→ **RAW DATA**:
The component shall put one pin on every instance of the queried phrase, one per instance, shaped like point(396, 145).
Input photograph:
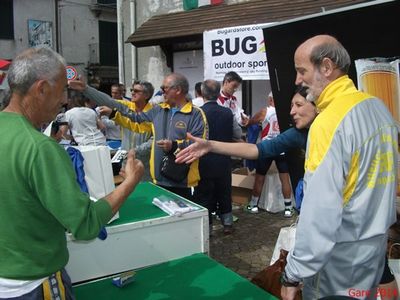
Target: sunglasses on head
point(165, 89)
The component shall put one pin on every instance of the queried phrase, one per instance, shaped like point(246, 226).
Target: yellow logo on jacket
point(180, 124)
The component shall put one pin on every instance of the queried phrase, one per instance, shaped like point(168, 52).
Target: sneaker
point(252, 209)
point(288, 212)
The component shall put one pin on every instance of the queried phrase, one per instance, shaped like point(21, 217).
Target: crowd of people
point(350, 177)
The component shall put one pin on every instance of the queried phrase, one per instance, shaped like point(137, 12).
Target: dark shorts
point(262, 166)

→ **CHALLENGE**:
Could you quote all of the records above word for word, leaving out the picture?

→ **ANSWER IN FULL**:
The component shall put one pin on every instance of the queried phrase, one per instance, shaped like point(396, 145).
Input photograph:
Target: sunglasses on head
point(165, 89)
The component shall put one pin on every instance of the queried phrase, one per instance, shaped like point(246, 226).
Target: yellow logo on jacket
point(180, 124)
The component shall put one pin on every instance of the queried phrase, one per instance, shaped like point(168, 52).
Target: sneaker
point(252, 209)
point(288, 212)
The component shall put one pin on every instance of the queried phrase, one per instance, shaped like point(21, 217).
Target: crowd of people
point(350, 177)
The component shall put one pin on every instance of the queried phrase, one per instance, shaped like point(137, 12).
Target: dark shorts
point(262, 166)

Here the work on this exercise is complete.